Output the records, every one, exactly as given.
*** Exercise materials Section Begins ***
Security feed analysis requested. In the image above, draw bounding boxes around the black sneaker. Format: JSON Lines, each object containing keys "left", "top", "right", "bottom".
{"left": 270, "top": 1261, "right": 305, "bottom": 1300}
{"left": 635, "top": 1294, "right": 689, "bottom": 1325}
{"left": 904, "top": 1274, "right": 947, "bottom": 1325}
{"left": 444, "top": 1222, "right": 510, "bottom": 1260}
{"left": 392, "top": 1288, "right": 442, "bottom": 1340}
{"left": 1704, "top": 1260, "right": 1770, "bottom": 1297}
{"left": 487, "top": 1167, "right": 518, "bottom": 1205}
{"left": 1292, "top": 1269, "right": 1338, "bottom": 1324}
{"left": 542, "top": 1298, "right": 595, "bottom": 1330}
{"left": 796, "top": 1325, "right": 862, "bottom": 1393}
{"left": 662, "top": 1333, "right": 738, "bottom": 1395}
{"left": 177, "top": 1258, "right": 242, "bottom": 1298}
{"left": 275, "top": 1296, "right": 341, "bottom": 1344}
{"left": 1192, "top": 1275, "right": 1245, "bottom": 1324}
*** Exercise materials Section Ends ***
Result:
Security feed analysis requested. In the image above, draw bounding boxes around the black sneaker. Format: JSON Lines, each object containing keys "left", "top", "right", "bottom".
{"left": 270, "top": 1261, "right": 305, "bottom": 1300}
{"left": 635, "top": 1294, "right": 689, "bottom": 1325}
{"left": 904, "top": 1274, "right": 947, "bottom": 1325}
{"left": 444, "top": 1222, "right": 510, "bottom": 1260}
{"left": 392, "top": 1288, "right": 442, "bottom": 1340}
{"left": 1704, "top": 1260, "right": 1770, "bottom": 1297}
{"left": 487, "top": 1167, "right": 518, "bottom": 1205}
{"left": 1292, "top": 1269, "right": 1338, "bottom": 1324}
{"left": 542, "top": 1298, "right": 595, "bottom": 1330}
{"left": 796, "top": 1325, "right": 862, "bottom": 1393}
{"left": 662, "top": 1333, "right": 738, "bottom": 1395}
{"left": 177, "top": 1258, "right": 242, "bottom": 1298}
{"left": 275, "top": 1296, "right": 341, "bottom": 1344}
{"left": 1192, "top": 1275, "right": 1245, "bottom": 1324}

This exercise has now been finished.